Begin EXTRACTED TEXT

Maybe this research department could mostly look like what you got with television: developing new programs. Finding people who want to do boring work, mandatory to make these programs a success. So we can develop new concepts, comparable with the story scripts for movies in Hollywood. When you have the concepts, then you also need people who perform certain tasks to make everything work. An enormous amount of creativity and insight is needed to create a 'method' which will work.
Above all it requires some discipline and therefore also some system of rewarding. How is it possible to have people work in a team, if people don't attend and don't perform tasks? There are many forms of coercion in our society to ensure participation. Children are forced to go to school and employees are able to take care of themselves thanks to the money they get from employers. Coercion will not work on Wikiversity, but somehow this spirit of responsibility, of being able to have a minimum of attendance and to get a minimum of deadlines need to be here. Otherwise the fate of every initiative will be that it will be come oblivious soon after when the initial thrill for it has subsided.
What you see here on Wikiversity is that everybody has his own project to attend to and there is a lack in communication and cooperation. Our efforts could be aimed at trying to build a bridge between people, to make them able to contact eachother.--Daanschr 09:49, 8 February 2008 (UTC)

End EXTRACTED TEXT

## PROBLEM 1:
List every sentence in the Wikiversity comment that contains the word "people", copied in full.
## PROBLEM 2:
Output the passage of the Wikiversity comment that begins at the words "What you see" and stops after "February 2008 (UTC)".

Begin ROWS

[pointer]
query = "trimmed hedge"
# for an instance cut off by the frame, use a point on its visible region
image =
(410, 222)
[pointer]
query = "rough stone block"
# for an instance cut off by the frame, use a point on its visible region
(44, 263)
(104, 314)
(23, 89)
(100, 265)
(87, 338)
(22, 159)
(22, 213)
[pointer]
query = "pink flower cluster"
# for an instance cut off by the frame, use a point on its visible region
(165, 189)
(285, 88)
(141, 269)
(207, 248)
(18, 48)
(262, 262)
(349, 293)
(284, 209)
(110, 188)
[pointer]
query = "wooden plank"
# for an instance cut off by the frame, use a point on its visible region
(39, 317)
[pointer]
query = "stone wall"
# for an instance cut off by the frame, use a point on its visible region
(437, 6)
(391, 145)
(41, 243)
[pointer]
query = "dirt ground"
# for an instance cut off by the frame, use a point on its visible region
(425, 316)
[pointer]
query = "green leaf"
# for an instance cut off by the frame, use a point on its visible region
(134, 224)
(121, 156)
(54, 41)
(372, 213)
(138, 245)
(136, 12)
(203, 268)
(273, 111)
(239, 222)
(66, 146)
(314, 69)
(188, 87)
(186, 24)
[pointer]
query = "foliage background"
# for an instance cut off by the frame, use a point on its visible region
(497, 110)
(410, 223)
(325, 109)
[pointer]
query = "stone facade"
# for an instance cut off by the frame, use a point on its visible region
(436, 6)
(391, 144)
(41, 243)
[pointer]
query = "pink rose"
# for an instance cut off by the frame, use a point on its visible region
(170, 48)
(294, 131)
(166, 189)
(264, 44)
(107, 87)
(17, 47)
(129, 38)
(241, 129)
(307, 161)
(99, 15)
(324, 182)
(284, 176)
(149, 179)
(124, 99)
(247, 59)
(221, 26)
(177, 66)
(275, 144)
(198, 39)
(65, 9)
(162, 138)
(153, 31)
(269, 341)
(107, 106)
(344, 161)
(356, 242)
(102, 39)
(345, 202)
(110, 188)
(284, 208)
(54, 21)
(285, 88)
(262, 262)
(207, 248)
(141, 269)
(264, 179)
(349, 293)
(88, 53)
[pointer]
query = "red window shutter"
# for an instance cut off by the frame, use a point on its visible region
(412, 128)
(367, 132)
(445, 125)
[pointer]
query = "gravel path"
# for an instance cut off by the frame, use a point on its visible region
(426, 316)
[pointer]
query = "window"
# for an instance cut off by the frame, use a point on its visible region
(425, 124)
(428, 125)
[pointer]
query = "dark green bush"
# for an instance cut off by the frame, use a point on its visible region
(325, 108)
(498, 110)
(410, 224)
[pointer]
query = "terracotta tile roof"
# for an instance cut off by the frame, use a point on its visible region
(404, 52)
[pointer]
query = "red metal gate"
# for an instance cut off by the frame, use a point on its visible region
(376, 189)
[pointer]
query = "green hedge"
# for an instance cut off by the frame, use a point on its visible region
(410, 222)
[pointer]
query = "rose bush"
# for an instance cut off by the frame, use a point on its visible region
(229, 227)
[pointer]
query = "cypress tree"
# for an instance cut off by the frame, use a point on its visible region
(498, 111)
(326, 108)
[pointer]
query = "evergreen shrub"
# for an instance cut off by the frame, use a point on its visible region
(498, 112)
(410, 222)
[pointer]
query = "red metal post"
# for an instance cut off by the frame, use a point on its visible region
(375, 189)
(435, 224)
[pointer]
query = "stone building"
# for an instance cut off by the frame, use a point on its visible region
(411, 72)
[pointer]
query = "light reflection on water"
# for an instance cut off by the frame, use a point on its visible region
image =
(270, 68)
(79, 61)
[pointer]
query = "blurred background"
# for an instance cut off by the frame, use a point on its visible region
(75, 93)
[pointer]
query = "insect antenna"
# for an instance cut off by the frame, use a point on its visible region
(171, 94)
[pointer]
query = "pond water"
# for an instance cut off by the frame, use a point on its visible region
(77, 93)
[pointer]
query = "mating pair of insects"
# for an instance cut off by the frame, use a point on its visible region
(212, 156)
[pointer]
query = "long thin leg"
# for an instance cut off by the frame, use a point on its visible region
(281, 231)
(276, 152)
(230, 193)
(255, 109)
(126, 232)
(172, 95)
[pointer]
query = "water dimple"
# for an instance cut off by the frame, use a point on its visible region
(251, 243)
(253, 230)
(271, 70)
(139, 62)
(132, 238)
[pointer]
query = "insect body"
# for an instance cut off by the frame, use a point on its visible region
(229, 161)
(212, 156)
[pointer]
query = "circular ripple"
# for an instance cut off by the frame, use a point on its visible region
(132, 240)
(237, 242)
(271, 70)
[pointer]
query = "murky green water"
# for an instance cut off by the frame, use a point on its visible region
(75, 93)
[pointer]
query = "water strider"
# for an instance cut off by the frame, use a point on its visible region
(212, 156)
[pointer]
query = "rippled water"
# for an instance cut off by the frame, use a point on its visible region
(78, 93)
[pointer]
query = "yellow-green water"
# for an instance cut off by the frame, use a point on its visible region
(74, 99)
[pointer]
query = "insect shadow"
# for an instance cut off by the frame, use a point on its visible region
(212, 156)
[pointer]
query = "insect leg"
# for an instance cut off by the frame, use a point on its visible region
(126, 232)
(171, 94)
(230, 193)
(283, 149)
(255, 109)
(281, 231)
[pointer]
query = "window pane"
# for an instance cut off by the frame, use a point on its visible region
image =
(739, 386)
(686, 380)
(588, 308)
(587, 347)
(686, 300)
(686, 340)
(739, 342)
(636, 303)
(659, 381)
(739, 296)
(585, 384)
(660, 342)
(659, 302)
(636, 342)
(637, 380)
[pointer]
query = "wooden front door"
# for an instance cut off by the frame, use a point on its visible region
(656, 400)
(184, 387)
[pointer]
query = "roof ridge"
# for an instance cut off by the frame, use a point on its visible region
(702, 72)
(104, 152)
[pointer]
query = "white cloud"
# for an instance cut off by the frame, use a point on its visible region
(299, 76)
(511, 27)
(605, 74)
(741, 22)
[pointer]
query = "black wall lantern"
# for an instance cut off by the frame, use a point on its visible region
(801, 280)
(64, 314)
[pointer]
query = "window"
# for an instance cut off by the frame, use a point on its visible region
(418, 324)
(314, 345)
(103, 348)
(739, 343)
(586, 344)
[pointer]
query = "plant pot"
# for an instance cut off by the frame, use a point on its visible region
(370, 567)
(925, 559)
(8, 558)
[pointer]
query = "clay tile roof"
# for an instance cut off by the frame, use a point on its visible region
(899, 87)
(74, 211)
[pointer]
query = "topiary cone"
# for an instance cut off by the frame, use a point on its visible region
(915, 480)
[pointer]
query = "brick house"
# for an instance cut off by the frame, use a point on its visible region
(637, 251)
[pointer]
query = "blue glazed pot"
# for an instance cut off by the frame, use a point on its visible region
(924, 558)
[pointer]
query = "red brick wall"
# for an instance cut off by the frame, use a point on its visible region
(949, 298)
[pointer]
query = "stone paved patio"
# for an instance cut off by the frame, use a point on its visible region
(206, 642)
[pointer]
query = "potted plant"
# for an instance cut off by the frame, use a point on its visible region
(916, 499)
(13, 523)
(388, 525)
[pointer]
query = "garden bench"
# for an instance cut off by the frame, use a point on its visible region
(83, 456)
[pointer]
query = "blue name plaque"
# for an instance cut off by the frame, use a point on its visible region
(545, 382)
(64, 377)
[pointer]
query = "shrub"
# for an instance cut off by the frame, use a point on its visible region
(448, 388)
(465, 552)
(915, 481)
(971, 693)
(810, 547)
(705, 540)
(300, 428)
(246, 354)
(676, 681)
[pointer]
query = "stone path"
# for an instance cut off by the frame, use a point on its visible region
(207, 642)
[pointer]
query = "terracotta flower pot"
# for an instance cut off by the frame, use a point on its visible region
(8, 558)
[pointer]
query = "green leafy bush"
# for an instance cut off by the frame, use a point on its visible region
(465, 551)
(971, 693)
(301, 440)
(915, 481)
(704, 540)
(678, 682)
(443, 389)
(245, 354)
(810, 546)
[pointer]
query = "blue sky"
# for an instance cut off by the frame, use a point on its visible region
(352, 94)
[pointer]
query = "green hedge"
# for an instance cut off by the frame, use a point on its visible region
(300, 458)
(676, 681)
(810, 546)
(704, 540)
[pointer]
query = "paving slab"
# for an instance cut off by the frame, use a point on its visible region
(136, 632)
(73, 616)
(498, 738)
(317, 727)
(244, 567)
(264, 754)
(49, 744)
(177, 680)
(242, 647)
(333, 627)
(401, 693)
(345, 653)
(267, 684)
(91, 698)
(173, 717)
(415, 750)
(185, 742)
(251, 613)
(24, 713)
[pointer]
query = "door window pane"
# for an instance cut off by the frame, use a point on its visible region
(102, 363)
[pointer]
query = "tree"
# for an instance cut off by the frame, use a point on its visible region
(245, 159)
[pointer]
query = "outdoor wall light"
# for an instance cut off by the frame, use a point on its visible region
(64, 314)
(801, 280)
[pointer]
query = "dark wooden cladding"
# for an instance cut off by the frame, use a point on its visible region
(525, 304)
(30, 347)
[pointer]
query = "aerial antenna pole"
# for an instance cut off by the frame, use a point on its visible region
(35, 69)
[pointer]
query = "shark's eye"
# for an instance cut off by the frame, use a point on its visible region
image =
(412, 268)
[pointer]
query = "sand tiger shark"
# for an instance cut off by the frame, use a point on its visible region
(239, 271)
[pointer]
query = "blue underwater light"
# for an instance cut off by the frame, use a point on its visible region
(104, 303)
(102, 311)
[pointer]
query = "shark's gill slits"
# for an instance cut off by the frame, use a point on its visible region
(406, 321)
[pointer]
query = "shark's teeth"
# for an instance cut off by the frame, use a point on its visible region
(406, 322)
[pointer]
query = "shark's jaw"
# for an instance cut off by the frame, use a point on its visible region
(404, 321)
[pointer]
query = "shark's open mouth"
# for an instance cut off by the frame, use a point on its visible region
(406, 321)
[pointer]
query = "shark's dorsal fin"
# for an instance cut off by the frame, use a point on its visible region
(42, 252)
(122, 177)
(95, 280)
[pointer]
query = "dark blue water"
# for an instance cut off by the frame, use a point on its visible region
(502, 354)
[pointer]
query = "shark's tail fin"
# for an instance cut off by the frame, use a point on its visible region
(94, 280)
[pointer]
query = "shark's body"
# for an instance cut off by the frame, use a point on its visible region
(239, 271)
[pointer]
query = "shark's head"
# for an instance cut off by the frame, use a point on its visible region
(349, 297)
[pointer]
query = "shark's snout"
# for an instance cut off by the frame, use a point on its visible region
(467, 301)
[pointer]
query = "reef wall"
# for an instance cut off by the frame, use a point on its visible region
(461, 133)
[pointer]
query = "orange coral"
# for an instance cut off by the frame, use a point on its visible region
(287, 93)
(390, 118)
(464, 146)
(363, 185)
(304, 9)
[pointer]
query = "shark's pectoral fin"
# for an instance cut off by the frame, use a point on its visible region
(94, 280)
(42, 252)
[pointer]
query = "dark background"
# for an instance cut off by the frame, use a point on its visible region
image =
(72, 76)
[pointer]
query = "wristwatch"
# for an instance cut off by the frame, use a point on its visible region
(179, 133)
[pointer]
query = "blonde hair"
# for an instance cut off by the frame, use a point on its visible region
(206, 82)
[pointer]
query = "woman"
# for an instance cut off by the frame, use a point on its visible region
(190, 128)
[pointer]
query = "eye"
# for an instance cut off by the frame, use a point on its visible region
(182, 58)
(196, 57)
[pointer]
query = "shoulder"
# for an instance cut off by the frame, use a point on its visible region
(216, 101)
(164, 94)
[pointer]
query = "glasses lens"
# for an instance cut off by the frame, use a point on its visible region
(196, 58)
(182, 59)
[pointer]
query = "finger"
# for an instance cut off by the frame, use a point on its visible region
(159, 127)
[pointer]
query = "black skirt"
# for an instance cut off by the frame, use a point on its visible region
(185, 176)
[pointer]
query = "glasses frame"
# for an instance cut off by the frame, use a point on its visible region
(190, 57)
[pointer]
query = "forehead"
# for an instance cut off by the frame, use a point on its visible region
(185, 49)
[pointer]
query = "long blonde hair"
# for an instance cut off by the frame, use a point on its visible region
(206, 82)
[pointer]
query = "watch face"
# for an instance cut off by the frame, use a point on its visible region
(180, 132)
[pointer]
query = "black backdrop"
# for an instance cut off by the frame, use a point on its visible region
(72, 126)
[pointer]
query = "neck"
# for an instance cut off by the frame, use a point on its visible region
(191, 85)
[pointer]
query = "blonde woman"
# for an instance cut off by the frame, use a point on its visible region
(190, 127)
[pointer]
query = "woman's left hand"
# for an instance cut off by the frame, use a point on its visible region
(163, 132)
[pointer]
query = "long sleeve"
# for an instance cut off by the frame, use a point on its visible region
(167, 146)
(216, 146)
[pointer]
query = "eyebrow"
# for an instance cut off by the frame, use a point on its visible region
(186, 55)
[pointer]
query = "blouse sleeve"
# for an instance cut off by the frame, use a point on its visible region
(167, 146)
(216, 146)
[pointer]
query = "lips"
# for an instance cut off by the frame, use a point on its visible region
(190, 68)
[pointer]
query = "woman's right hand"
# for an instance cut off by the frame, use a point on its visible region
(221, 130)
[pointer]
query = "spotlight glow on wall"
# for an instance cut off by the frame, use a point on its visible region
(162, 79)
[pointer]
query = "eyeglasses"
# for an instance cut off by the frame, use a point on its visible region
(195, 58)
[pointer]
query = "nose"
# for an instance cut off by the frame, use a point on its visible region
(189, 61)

End ROWS

## FULL OUTPUT 1:
- Finding people who want to do boring work, mandatory to make these programs a success.
- When you have the concepts, then you also need people who perform certain tasks to make everything work.
- How is it possible to have people work in a team, if people don't attend and don't perform tasks?
- Our efforts could be aimed at trying to build a bridge between people, to make them able to contact eachother.

## FULL OUTPUT 2:
What you see here on Wikiversity is that everybody has his own project to attend to and there is a lack in communication and cooperation. Our efforts could be aimed at trying to build a bridge between people, to make them able to contact eachother.--Daanschr 09:49, 8 February 2008 (UTC)